§ **Problem details**: Go through the records and tally the lines that include the word "with". The answer is that total alone.

(Data listing begins)

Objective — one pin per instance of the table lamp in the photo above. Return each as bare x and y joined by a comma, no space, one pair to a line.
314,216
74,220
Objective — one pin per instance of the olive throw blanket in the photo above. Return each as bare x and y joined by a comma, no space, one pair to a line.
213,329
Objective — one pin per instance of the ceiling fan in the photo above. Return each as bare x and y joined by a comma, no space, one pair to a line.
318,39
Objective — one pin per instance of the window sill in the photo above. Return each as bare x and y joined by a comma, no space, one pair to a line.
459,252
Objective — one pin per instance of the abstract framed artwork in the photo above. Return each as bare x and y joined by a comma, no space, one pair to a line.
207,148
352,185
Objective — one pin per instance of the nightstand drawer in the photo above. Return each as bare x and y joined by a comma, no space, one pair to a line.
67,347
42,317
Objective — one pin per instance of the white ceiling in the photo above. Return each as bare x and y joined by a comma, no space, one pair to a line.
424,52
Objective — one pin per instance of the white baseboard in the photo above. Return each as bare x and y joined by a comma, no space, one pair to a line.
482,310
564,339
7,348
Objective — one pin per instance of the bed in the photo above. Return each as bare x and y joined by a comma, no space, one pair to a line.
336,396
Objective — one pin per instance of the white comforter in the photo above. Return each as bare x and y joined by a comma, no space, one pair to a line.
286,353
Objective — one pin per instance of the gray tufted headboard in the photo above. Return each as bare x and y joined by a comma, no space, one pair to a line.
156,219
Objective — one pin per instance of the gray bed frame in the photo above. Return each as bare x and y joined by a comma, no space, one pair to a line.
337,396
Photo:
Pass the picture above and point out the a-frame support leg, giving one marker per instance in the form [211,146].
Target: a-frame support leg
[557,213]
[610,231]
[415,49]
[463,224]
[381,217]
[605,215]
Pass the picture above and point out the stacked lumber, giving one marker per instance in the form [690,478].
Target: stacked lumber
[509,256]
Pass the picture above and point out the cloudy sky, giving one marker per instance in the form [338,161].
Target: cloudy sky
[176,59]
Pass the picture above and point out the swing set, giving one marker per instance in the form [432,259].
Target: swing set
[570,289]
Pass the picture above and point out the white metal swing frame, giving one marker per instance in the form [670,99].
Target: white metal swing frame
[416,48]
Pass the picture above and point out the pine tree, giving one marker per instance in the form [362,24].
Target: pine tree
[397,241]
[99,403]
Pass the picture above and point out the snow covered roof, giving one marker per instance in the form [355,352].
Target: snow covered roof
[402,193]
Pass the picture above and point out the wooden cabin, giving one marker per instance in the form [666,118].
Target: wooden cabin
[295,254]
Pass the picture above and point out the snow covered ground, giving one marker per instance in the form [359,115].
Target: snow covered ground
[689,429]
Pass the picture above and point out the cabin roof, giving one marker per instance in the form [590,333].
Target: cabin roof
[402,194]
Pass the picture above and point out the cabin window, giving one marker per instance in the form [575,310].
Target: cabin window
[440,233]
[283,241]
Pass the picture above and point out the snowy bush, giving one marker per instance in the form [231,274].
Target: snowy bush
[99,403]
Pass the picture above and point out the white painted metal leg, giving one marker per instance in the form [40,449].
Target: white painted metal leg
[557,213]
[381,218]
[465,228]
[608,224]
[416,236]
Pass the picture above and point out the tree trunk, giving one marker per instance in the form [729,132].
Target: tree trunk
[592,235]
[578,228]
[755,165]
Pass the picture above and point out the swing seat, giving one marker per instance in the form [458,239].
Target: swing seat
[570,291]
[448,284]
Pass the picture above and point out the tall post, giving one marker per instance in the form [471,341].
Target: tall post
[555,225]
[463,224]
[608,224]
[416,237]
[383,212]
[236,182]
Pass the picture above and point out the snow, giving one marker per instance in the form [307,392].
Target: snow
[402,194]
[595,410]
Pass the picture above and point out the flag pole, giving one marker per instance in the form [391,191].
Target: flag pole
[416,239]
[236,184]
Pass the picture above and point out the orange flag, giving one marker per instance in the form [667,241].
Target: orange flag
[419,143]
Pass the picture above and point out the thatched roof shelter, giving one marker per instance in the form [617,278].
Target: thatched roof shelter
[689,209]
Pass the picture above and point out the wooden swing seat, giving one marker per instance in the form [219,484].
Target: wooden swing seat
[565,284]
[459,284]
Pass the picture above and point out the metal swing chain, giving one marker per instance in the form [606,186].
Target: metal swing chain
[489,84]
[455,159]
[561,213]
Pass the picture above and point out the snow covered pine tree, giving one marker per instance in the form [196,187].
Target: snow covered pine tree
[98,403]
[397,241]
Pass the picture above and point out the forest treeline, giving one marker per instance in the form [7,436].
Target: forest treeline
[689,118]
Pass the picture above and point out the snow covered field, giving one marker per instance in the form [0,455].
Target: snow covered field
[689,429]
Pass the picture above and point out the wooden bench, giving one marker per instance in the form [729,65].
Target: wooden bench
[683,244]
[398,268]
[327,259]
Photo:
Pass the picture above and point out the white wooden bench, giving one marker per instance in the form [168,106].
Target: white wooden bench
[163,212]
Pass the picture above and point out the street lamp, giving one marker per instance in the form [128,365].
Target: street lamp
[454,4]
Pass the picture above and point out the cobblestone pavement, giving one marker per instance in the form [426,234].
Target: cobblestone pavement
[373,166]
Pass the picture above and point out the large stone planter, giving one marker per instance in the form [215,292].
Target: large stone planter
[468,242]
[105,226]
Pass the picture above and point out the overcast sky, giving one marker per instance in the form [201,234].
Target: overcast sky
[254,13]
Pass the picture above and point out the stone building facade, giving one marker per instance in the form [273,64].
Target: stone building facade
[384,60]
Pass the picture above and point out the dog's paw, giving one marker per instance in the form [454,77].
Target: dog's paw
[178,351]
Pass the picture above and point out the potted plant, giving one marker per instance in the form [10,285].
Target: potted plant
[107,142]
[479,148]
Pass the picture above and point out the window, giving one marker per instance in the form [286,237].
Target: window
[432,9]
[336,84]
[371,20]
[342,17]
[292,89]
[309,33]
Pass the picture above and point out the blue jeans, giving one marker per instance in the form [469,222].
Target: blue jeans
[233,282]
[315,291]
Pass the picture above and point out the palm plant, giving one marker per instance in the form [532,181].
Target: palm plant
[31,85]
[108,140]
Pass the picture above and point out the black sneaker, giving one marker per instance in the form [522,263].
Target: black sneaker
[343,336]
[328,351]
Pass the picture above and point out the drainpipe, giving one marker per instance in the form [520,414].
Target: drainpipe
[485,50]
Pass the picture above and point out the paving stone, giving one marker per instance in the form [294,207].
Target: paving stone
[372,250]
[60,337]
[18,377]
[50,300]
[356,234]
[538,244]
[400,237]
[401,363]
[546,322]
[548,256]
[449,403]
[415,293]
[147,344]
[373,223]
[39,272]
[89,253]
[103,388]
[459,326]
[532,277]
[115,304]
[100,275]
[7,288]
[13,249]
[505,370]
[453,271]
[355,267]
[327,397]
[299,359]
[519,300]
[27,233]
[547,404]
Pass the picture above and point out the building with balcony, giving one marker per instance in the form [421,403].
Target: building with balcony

(Data listing ends)

§ **Output for this task**: 2